**Supplied records:**
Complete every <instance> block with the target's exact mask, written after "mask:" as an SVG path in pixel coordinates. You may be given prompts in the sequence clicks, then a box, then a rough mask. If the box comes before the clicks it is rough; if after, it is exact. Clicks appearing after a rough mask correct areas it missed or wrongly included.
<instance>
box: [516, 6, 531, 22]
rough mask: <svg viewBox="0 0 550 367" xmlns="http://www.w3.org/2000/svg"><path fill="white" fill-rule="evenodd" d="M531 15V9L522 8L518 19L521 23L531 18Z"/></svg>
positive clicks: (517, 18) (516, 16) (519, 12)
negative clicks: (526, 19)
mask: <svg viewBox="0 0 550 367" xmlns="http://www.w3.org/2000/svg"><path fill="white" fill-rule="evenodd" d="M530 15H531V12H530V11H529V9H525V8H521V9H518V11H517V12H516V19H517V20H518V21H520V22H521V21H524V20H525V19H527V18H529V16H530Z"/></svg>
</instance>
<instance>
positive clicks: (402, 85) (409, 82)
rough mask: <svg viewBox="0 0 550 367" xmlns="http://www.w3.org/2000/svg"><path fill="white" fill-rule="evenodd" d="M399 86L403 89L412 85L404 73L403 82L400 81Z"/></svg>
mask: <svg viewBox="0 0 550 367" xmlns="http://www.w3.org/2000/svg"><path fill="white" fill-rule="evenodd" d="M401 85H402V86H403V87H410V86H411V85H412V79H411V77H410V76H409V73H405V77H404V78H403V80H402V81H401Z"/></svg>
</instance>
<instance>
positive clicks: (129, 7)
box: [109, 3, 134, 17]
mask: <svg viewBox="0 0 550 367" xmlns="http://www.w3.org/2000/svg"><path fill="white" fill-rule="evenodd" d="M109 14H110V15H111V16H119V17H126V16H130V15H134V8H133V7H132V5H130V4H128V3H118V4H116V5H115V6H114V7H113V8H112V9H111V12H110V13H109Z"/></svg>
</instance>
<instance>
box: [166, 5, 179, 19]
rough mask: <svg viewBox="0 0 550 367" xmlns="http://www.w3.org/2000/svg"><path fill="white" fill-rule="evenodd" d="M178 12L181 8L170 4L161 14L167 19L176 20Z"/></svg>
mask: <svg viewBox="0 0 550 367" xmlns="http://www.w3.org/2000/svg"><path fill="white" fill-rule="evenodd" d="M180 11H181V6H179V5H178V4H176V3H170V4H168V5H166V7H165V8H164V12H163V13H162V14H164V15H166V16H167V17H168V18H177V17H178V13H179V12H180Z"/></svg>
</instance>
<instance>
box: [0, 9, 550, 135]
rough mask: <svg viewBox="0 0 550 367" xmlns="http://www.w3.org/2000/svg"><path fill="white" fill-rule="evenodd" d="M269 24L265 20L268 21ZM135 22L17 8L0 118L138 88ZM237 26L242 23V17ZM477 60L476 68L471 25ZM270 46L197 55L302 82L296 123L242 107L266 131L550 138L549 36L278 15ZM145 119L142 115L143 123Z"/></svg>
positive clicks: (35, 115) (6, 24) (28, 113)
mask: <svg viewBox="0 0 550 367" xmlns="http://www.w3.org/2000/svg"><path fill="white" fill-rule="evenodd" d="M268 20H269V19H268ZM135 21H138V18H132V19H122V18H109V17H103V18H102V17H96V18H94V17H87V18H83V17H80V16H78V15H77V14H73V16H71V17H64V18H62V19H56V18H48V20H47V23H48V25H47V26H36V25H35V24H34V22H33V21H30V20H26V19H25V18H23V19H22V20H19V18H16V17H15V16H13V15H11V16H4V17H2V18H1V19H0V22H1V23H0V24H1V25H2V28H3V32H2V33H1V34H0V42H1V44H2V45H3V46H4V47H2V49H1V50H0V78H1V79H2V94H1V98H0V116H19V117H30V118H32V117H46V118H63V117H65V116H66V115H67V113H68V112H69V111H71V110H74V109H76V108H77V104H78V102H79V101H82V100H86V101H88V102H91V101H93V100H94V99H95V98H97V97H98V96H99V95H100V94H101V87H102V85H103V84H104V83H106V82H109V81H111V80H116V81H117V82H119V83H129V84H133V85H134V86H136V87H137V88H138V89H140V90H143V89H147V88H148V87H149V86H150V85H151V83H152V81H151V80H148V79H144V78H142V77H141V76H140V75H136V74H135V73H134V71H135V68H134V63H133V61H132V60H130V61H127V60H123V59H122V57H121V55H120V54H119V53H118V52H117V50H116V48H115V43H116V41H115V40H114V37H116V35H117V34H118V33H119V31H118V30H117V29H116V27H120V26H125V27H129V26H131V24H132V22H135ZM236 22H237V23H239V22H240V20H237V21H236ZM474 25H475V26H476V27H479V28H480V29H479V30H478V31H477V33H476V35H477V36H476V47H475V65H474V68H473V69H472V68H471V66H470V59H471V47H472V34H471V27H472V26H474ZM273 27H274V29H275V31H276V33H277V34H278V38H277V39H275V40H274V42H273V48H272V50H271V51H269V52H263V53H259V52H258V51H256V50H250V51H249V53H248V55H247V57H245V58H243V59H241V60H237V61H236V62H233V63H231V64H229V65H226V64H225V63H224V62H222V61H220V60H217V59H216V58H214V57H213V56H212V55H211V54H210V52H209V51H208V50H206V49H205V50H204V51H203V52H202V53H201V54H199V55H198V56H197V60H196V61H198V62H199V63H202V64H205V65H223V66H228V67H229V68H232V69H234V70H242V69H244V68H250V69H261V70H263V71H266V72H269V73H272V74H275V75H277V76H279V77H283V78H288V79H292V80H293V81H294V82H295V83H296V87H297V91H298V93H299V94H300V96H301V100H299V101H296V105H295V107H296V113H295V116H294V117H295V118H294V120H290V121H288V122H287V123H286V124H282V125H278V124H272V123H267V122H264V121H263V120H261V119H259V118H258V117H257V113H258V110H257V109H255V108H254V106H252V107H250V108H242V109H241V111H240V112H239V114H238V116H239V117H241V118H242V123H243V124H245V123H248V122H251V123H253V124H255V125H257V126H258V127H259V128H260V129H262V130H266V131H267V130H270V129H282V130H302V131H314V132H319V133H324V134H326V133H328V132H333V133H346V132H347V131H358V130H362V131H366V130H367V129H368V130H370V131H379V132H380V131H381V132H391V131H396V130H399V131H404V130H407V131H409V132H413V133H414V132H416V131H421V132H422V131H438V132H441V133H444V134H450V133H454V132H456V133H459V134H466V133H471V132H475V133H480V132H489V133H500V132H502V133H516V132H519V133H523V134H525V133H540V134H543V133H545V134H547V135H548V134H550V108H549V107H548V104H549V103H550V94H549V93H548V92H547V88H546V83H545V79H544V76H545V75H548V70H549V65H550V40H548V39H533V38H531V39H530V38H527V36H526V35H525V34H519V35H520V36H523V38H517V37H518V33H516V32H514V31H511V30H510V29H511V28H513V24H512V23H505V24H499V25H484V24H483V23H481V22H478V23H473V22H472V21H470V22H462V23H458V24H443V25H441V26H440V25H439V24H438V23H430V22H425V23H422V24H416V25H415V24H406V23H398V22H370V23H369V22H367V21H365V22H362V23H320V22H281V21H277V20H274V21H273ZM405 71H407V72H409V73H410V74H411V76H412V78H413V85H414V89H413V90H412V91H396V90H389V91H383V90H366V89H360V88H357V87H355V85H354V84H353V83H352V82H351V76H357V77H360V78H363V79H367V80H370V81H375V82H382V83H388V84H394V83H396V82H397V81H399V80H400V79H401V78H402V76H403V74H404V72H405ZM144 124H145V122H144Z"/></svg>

**Try it:** Write out the data a second time, exactly the same.

**Solution to this problem:**
Complete every <instance> block with the target's exact mask, written after "mask:" as an SVG path in pixel coordinates. You may be given prompts in the sequence clicks, then a box, then a rough mask. If the box comes before the clicks it is rough; if after, it is exact. Clicks appearing after a rough mask correct areas it missed or wrongly included.
<instance>
box: [516, 6, 531, 22]
rough mask: <svg viewBox="0 0 550 367" xmlns="http://www.w3.org/2000/svg"><path fill="white" fill-rule="evenodd" d="M531 15V9L522 8L518 19L521 23L531 18Z"/></svg>
positive clicks: (517, 18) (516, 16) (519, 12)
negative clicks: (526, 19)
mask: <svg viewBox="0 0 550 367" xmlns="http://www.w3.org/2000/svg"><path fill="white" fill-rule="evenodd" d="M530 15H531V12H530V11H529V9H525V8H521V9H518V11H517V12H516V19H517V20H518V21H520V22H521V21H524V20H525V19H527V18H529V16H530Z"/></svg>
</instance>
<instance>
positive clicks: (402, 85) (409, 82)
rough mask: <svg viewBox="0 0 550 367" xmlns="http://www.w3.org/2000/svg"><path fill="white" fill-rule="evenodd" d="M399 86L403 89L412 85L404 73L403 82L400 81Z"/></svg>
mask: <svg viewBox="0 0 550 367" xmlns="http://www.w3.org/2000/svg"><path fill="white" fill-rule="evenodd" d="M401 85H402V86H403V87H410V86H411V85H412V79H411V77H410V76H409V73H405V77H404V78H403V80H402V81H401Z"/></svg>
</instance>
<instance>
positive clicks: (129, 7)
box: [109, 3, 134, 17]
mask: <svg viewBox="0 0 550 367" xmlns="http://www.w3.org/2000/svg"><path fill="white" fill-rule="evenodd" d="M109 14H110V15H111V16H119V17H126V16H130V15H134V8H133V7H132V5H130V4H128V3H118V4H116V5H115V6H114V7H113V8H112V9H111V12H110V13H109Z"/></svg>
</instance>
<instance>
box: [166, 5, 179, 19]
rough mask: <svg viewBox="0 0 550 367" xmlns="http://www.w3.org/2000/svg"><path fill="white" fill-rule="evenodd" d="M178 12L181 8L170 4L161 14L167 19L176 20Z"/></svg>
mask: <svg viewBox="0 0 550 367" xmlns="http://www.w3.org/2000/svg"><path fill="white" fill-rule="evenodd" d="M180 11H181V6H179V5H178V4H176V3H170V4H168V5H166V7H165V8H164V12H163V13H162V14H164V15H166V16H167V17H168V18H177V17H178V13H179V12H180Z"/></svg>
</instance>
<instance>
box: [0, 9, 550, 135]
rough mask: <svg viewBox="0 0 550 367" xmlns="http://www.w3.org/2000/svg"><path fill="white" fill-rule="evenodd" d="M269 24L265 20L268 21ZM135 22L17 8L0 118L138 88ZM237 26L242 23V17ZM477 60L476 68L471 25ZM270 46L197 55L302 82L296 123L242 107L266 131L550 138L549 36L278 15ZM145 119L142 115L143 123Z"/></svg>
positive clicks: (35, 115) (6, 24) (28, 113)
mask: <svg viewBox="0 0 550 367" xmlns="http://www.w3.org/2000/svg"><path fill="white" fill-rule="evenodd" d="M268 20H269V19H268ZM135 21H138V18H132V19H122V18H109V17H103V18H102V17H96V18H94V17H87V18H83V17H80V16H78V15H77V14H73V16H71V17H64V18H62V19H56V18H48V20H47V23H48V25H47V26H36V25H35V24H34V22H33V21H30V20H26V19H25V18H23V19H22V20H19V18H16V17H15V16H13V15H11V16H4V17H2V18H1V19H0V22H1V23H0V24H1V25H2V28H3V32H2V33H1V34H0V42H1V44H2V45H3V46H4V47H2V49H1V50H0V78H1V79H2V94H1V98H0V116H19V117H30V118H32V117H46V118H63V117H65V116H66V115H67V113H68V112H69V111H71V110H74V109H76V108H77V104H78V102H79V101H82V100H86V101H88V102H91V101H93V100H94V99H95V98H97V97H98V96H99V95H100V94H101V87H102V85H103V84H104V83H106V82H109V81H111V80H116V81H117V82H119V83H129V84H133V85H134V86H136V87H137V88H138V89H140V90H143V89H147V88H148V87H149V86H150V85H151V83H152V81H151V80H148V79H144V78H142V77H141V76H140V75H136V74H135V73H134V71H135V68H134V63H133V61H132V60H130V61H127V60H123V59H122V57H121V55H120V54H119V53H118V52H117V50H116V48H115V43H116V41H115V40H114V37H116V35H117V34H118V33H119V31H118V30H117V29H116V27H120V26H125V27H129V26H131V24H132V22H135ZM236 22H237V23H239V22H240V20H237V21H236ZM474 25H475V26H476V27H479V28H480V29H479V30H478V31H477V33H476V35H477V36H476V47H475V65H474V68H473V69H472V68H471V66H470V59H471V47H472V34H471V27H472V26H474ZM273 27H274V29H275V31H276V33H277V34H278V38H277V39H275V40H274V42H273V48H272V50H271V51H269V52H263V53H259V52H258V51H256V50H250V51H249V53H248V55H247V57H245V58H243V59H241V60H237V61H236V62H233V63H231V64H229V65H226V64H225V63H224V62H222V61H220V60H217V59H216V58H214V57H213V56H212V55H211V54H210V52H209V51H208V50H206V49H205V50H204V51H203V52H202V53H201V54H199V55H198V56H197V60H196V61H198V62H199V63H202V64H205V65H223V66H228V67H229V68H232V69H234V70H242V69H244V68H250V69H261V70H263V71H266V72H269V73H272V74H275V75H277V76H279V77H283V78H288V79H292V80H293V81H294V82H295V83H296V87H297V91H298V93H299V94H300V96H301V100H299V101H296V105H295V107H296V113H295V116H294V117H295V118H294V120H290V121H288V122H287V123H286V124H282V125H278V124H272V123H267V122H264V121H263V120H261V119H259V118H258V117H257V113H258V110H257V109H255V108H254V106H252V107H250V108H242V109H241V111H240V112H239V114H238V116H239V117H241V118H242V123H243V124H245V123H248V122H251V123H253V124H255V125H257V126H258V127H259V128H260V129H262V130H266V131H267V130H270V129H282V130H302V131H314V132H319V133H324V134H326V133H328V132H333V133H346V132H347V131H358V130H362V131H366V130H367V129H368V130H370V131H379V132H380V131H381V132H391V131H396V130H399V131H404V130H407V131H409V132H413V133H414V132H416V131H421V132H422V131H438V132H441V133H444V134H450V133H454V132H456V133H459V134H466V133H471V132H475V133H480V132H489V133H500V132H502V133H516V132H519V133H523V134H525V133H540V134H543V133H545V134H547V135H548V134H550V108H549V107H548V104H549V103H550V94H549V93H548V92H547V88H546V83H545V79H544V76H545V75H548V70H549V65H550V40H548V39H533V38H531V39H530V38H527V36H526V35H525V34H519V35H520V36H523V38H517V37H518V33H516V32H514V31H511V30H510V29H511V28H513V24H512V23H505V24H499V25H484V24H483V23H481V22H478V23H473V22H472V21H470V22H462V23H458V24H443V25H441V26H440V25H439V24H438V23H430V22H425V23H422V24H416V25H415V24H406V23H398V22H370V23H369V22H367V21H365V22H362V23H320V22H281V21H277V20H274V21H273ZM405 71H407V72H409V73H410V74H411V76H412V78H413V85H414V89H413V90H412V91H396V90H389V91H383V90H366V89H360V88H357V87H355V85H354V84H353V83H352V82H351V76H357V77H360V78H363V79H367V80H370V81H375V82H382V83H388V84H394V83H396V82H397V81H399V80H400V79H401V78H402V76H403V74H404V72H405ZM144 124H145V122H144Z"/></svg>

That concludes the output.